======== Dataset records
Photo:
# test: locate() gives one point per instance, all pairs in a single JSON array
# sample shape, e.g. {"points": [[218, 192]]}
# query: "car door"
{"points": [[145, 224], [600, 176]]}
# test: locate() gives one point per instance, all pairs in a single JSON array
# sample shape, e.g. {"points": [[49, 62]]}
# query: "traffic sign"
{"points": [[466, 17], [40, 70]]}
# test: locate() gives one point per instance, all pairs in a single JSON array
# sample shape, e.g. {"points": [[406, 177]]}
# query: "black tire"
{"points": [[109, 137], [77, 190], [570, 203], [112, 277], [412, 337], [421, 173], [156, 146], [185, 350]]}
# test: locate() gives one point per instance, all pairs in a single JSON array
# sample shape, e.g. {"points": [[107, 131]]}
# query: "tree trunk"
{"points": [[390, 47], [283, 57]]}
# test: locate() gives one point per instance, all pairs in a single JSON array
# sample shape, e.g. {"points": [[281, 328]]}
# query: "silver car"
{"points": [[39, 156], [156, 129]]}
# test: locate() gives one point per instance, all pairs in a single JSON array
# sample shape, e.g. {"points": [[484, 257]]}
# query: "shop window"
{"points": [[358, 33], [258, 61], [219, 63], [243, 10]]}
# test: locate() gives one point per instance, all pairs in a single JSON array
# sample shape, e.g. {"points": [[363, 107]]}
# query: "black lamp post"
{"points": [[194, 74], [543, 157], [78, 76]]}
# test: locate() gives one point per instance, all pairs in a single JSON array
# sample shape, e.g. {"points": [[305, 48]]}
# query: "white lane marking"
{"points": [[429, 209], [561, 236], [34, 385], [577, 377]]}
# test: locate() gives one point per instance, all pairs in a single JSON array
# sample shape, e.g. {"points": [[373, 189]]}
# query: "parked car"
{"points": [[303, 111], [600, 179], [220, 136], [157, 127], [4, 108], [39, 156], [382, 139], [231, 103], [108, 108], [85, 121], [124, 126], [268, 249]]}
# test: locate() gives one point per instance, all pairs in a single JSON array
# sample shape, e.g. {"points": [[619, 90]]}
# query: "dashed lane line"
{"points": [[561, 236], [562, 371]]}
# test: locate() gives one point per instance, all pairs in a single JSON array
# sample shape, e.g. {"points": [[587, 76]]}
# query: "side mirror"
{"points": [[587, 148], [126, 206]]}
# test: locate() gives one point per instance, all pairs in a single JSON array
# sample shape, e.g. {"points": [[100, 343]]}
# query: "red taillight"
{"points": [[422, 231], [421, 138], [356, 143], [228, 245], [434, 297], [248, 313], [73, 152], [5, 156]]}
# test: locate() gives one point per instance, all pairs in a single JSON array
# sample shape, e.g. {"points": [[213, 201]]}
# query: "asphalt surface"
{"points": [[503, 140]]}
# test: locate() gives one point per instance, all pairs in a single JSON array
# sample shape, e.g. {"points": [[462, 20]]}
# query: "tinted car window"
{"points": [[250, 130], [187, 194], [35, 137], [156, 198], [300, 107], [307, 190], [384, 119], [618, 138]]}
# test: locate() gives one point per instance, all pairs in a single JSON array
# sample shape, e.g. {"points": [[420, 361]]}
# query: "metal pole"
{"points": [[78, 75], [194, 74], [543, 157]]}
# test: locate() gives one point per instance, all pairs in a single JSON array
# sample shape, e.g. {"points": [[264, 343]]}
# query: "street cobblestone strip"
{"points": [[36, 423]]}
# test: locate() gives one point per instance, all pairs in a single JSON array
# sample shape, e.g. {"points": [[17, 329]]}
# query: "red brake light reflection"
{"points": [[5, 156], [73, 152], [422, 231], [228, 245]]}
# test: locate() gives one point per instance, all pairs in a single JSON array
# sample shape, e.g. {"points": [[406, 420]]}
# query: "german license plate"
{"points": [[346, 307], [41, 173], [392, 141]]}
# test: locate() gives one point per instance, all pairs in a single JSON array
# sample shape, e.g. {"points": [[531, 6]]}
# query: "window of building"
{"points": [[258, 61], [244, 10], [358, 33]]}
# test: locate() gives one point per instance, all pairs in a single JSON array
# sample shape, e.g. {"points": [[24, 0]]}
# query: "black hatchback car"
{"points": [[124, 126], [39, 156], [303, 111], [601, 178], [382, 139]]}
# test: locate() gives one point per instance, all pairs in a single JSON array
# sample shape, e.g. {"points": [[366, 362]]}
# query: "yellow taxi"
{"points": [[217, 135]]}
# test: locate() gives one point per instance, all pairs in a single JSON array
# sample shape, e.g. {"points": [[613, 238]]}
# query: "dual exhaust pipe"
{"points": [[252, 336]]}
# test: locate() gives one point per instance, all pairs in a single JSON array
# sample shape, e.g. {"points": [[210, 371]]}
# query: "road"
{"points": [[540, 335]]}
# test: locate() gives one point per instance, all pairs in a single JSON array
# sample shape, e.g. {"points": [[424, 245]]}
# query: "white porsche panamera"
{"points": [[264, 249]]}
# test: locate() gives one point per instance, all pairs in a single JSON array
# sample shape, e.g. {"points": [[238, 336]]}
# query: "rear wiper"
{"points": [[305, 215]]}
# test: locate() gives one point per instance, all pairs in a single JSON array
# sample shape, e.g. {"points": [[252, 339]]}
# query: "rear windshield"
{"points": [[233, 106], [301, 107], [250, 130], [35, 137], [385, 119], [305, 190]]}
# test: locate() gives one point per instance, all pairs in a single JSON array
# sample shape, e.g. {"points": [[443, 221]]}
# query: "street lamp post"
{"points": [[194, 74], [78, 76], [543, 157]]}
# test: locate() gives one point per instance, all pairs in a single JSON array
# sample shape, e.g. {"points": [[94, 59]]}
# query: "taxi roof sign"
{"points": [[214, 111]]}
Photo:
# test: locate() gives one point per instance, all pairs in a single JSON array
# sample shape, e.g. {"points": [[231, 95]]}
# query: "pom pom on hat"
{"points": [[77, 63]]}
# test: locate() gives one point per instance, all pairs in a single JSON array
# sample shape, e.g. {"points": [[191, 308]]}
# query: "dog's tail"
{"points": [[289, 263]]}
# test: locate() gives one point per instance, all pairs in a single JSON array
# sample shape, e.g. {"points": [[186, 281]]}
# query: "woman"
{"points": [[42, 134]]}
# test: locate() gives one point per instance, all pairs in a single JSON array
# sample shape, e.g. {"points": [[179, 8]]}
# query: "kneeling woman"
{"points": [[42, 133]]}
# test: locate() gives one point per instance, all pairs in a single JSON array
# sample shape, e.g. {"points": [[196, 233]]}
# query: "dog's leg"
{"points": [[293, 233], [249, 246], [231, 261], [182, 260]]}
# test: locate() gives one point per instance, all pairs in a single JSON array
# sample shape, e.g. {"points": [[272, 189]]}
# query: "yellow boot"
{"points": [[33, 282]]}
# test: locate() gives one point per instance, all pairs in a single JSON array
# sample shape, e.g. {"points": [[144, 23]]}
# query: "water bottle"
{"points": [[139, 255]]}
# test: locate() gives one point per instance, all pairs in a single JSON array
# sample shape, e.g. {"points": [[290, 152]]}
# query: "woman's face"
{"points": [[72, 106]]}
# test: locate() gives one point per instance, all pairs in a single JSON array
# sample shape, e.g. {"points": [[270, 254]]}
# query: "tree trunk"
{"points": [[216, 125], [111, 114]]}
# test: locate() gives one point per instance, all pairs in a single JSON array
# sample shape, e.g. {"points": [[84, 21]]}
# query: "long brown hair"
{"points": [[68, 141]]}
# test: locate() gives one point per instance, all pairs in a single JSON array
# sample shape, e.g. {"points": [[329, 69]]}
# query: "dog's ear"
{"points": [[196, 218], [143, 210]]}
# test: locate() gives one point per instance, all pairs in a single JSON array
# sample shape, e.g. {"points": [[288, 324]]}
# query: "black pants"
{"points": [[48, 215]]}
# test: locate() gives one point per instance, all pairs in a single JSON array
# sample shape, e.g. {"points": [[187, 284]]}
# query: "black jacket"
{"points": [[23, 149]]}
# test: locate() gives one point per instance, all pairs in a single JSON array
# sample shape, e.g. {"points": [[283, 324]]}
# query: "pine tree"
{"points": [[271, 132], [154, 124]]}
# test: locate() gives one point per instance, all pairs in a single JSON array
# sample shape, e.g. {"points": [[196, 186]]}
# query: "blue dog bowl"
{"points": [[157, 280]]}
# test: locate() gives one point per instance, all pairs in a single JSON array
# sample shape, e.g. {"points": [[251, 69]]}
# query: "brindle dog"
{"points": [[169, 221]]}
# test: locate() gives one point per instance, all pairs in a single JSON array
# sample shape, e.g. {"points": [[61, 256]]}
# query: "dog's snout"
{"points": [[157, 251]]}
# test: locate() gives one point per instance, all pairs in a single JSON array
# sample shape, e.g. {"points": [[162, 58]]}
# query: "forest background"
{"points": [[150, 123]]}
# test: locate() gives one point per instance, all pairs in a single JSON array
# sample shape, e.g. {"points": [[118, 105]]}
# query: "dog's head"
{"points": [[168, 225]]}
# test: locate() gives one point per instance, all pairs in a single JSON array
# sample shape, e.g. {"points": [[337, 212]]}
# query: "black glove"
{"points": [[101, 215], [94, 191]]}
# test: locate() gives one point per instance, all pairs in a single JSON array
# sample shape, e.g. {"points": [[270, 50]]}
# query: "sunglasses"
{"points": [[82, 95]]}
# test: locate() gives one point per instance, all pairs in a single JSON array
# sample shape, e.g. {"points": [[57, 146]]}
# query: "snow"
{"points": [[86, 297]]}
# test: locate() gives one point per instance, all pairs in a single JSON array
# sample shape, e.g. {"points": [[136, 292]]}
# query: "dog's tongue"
================
--- Instruction ---
Count how many lines in the records contain the string "woman", and reply with that number alone.

--- Task response ---
3